| Task goal |
Verbatim output of all the material below is required.

| Entries |
....................

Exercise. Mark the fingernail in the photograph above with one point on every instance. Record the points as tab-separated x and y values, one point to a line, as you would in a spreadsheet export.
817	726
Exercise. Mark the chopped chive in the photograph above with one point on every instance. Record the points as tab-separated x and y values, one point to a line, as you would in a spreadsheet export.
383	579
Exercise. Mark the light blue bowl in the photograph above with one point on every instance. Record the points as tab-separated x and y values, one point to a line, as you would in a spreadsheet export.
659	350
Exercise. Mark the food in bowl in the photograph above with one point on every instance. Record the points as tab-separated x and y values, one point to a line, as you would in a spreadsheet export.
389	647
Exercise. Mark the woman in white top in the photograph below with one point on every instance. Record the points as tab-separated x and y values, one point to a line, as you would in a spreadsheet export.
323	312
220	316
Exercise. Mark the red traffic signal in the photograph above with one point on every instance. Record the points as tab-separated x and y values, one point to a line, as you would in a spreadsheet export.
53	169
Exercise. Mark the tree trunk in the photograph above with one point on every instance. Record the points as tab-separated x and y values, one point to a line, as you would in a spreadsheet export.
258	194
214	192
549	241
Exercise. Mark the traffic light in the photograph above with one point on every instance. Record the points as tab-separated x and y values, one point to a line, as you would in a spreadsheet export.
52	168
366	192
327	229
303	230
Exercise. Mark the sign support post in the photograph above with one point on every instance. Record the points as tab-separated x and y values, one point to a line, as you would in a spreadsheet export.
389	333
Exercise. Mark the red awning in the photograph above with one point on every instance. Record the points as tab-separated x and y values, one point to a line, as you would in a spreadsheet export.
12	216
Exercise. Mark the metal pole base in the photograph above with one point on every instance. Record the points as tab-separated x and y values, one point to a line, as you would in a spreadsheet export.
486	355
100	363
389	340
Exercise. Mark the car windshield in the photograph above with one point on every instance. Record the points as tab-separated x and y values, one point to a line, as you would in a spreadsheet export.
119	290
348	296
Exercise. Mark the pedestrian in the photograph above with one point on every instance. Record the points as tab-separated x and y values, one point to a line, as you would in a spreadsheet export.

....................

| Output for this task |
Exercise. Mark the fingernail in the photograph above with one point on every instance. Record the points as tab-separated x and y values, one point to a line, as you would in a spreadsheet export.
817	726
Exercise. Mark the chopped chive in the photograph above with one point on every instance. Record the points as tab-separated x and y values, one point to a line, as you would in a spreadsheet export.
383	579
Exercise. Mark the light blue bowl in the photograph above with one point on every instance. Record the points as tab-separated x and y values, one point to a line, as you would in a spreadsheet export.
659	350
Exercise. Mark the food in bowl in the photograph above with one point on every instance. Record the points as tab-separated x and y values, one point to a line, as you would in a spreadsheet export.
389	647
Exercise. Mark the woman in white top in the photograph below with one point on every instance. Record the points as tab-separated x and y values, one point to a line, as you would in a spreadsheet export.
323	312
220	316
Exercise. Mark the red traffic signal in the photograph above with one point on every instance. Record the points as tab-separated x and y values, one point to a line, as you would in a spreadsheet export.
53	169
Exercise. Mark the tree trunk in the photograph above with one point on every instance. Record the points as tab-separated x and y values, one point to a line, as you would in a spreadsheet export.
258	194
214	192
549	241
Exercise. Mark the traffic light in the photograph above with one point on every instance. Record the points as tab-separated x and y values, one point to a line, as you would in a spreadsheet export.
52	168
366	192
327	229
303	230
Exercise. Mark the sign support post in the photograph above with one point on every instance. Record the points as tab-separated x and y values, one point to a line, as you would in a spreadsheet export.
389	333
Exercise. Mark the red awning in the photograph above with one point on every instance. Record the points as tab-separated x and y values, one point to a line, as you would in a spreadsheet export.
12	216
Exercise. Mark the metal pole base in the photograph above with one point on every instance. Record the points as tab-separated x and y values, one point to a line, as you would in a spreadsheet export.
486	355
100	363
389	340
Exercise. Mark the car windshield in the photograph above with one point on every instance. Record the points as tab-separated x and y values, one point to a line, as you would in a spreadsheet export.
119	290
348	296
Exercise. Mark the pedestrian in the photograph above with one point on every instance. Record the points as tab-separated x and y values, one point to a line, as you would in a spreadsheet export.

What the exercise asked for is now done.